Page extract:
[Start]
IaC runbook
"I want to provision X" recipes for the Terraform IaC control plane.
Quick reference
| Task | Recipe |
|---|---|
| Stand up local AlphaSwarm on a laptop | Local environment |
| Stand up AlphaSwarm on rpi_kubernetes | rpi Kubernetes environment |
| Stand up paper-trading on GCP | Paper environment |
| Stand up production on AWS | Live environment |
| Stand up the seeded Wiley Tech home on Azure | Wiley Tech environment |
| Add a new module kind to the codegen | Add a module kind |
| Add a Terraform stack via the API | Create a stack via API |
| Plan / apply / destroy from the UI | Lifecycle from the frontend |
| Configure HCP Terraform as state backend | HCP Terraform |
| Wire OPA policy enforcement | Policy enforcement |
Local environment
cd alphaswarm_platform/terraform/environments/local
terraform init
terraform plan
terraform apply
What this provisions:
- Postgres / MinIO / Redis containers via
kreuzwerker/docker. - Minikube / kind cluster + namespaces (
alphaswarm-local/alphaswarm-paper/alphaswarm-live/alphaswarm-backtest/alphaswarm-system/alphaswarm-terraform). - Helm baseline: cert-manager / ESO / KEDA / ingress-nginx / kube-prometheus / otel-operator / istio.
[End]
Dataset extract:
[Start]
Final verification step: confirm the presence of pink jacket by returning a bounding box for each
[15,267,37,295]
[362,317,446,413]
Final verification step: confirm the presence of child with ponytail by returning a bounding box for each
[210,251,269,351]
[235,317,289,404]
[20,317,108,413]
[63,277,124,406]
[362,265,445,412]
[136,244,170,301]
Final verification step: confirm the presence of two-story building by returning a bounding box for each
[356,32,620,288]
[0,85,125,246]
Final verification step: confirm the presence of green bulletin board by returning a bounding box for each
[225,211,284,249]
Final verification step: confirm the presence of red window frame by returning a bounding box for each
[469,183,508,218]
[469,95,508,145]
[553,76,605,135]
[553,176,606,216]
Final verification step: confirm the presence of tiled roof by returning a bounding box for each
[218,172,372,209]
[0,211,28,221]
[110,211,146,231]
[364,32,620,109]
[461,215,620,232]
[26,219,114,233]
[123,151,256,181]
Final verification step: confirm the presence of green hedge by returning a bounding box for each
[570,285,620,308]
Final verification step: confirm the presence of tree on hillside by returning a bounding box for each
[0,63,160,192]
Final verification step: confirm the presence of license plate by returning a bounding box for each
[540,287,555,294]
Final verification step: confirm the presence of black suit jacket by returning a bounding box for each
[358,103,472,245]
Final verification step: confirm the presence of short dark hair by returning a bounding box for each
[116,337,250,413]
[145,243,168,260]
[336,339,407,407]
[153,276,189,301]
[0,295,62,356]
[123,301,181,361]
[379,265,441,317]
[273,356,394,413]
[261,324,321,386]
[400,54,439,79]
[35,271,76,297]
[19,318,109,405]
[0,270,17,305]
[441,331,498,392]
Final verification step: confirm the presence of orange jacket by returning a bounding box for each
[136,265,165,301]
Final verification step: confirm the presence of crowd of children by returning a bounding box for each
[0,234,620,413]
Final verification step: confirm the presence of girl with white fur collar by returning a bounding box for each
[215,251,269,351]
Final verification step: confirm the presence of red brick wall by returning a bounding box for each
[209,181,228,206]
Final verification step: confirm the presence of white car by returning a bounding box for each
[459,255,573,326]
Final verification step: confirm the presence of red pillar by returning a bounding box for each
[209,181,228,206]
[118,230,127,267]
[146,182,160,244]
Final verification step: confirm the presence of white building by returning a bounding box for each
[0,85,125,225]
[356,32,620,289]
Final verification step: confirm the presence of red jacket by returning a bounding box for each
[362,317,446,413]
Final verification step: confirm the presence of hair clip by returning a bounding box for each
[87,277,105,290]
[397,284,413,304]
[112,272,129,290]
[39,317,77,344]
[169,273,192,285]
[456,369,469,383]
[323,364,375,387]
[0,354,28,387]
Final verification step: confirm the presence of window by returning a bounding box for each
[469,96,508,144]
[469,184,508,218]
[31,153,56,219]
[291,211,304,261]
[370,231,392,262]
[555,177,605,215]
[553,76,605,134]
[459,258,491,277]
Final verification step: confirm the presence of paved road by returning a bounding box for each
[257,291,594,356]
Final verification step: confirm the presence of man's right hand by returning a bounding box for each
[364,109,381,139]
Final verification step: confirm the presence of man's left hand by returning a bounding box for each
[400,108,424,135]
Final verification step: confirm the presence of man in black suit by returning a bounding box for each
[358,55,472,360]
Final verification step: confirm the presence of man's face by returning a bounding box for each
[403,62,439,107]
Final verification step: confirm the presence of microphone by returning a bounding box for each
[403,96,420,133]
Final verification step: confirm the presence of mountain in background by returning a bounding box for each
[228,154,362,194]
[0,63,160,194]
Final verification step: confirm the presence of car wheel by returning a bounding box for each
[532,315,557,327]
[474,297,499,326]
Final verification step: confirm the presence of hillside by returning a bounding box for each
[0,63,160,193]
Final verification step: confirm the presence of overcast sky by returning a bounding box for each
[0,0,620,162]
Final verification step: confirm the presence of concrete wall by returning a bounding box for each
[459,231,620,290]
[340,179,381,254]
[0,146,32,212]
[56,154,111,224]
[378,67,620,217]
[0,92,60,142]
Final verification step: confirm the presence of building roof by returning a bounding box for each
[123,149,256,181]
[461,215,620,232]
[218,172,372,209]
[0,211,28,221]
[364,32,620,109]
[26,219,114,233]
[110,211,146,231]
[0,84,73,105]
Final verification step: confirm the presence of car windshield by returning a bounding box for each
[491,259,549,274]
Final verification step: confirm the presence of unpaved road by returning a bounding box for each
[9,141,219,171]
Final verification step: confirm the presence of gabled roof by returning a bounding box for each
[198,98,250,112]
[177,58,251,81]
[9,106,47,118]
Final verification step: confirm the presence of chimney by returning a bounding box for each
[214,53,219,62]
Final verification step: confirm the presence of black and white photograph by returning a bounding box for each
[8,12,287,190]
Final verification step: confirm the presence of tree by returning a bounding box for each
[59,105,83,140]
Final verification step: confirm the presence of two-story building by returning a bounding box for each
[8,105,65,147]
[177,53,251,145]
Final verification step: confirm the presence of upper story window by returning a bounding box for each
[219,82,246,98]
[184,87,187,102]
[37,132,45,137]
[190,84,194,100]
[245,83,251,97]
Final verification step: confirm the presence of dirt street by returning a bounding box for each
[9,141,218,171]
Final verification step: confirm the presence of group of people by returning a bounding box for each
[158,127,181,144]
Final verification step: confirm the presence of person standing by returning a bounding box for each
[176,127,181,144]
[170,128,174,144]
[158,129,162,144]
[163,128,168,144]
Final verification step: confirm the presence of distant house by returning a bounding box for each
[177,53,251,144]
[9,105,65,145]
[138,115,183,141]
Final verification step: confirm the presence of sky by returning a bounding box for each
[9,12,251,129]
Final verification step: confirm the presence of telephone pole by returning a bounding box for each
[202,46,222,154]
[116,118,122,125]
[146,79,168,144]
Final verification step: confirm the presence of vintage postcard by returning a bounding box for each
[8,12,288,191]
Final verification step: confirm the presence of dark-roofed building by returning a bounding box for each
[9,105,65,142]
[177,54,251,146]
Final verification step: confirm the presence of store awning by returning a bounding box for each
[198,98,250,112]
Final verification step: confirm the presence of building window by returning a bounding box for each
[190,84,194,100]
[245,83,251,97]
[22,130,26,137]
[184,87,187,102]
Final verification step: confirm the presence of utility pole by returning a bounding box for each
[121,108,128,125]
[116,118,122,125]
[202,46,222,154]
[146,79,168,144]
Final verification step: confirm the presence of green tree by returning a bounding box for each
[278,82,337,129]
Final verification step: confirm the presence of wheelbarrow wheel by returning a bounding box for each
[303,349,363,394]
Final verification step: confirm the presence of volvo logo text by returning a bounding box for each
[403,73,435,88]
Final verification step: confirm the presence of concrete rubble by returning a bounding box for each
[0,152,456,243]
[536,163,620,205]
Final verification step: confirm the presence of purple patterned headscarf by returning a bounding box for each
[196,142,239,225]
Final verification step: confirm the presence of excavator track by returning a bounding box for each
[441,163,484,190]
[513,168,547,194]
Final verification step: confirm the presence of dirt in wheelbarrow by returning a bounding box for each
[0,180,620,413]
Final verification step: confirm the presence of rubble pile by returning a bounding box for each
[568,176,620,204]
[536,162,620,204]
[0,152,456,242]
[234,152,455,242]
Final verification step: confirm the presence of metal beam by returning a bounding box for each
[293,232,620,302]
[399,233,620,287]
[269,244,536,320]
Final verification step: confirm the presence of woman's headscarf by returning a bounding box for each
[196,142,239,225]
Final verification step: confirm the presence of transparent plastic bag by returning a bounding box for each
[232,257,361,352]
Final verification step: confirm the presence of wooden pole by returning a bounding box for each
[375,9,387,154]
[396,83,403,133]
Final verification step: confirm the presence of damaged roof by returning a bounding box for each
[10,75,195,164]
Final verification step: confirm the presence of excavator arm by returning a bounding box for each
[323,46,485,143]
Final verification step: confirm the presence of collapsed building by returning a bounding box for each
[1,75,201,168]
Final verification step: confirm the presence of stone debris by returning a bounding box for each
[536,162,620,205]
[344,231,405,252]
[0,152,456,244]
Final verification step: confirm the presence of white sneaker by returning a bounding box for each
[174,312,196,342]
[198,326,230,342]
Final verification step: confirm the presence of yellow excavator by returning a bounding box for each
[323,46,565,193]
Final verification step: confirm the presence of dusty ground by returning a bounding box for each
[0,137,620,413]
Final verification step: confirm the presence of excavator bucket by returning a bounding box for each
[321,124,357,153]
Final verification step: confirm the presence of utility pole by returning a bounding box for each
[End]
Written tasks:
[1] Answer from the IaC runbook:
(a) Which recipe covers standing up production on AWS?
(b) Which directory do you change into before running the local environment commands?
(c) Through what are the Postgres, MinIO and Redis containers provisioned?
[2] In one to three sentences, explain what running the commands in the runbook's local environment section achieves.
[3] Please carry on the IaC runbook from the point where it stops.
The data isn't needed for this work.

Answers provided:
[1]
(a) Live environment
(b) alphaswarm_platform/terraform/environments/local
(c) kreuzwerker/docker

[2] They stand up AlphaSwarm locally on a laptop. They provision Postgres, MinIO and Redis containers via kreuzwerker/docker, a Minikube or kind cluster with the alphaswarm namespaces, and a Helm baseline that includes cert-manager, ESO, KEDA, ingress-nginx, kube-prometheus, otel-operator and istio.

[3]
- KEDA
ScaledObjectper Celery queue (including the newterraformqueue). - Per-bot Deployment with
alphaswarm-data-mcpsidecar (zero-egress NetworkPolicy on the agent container). - Local Docker registry on
:5000.
State is local (alphaswarm_platform/terraform/environments/local/terraform.tfstate).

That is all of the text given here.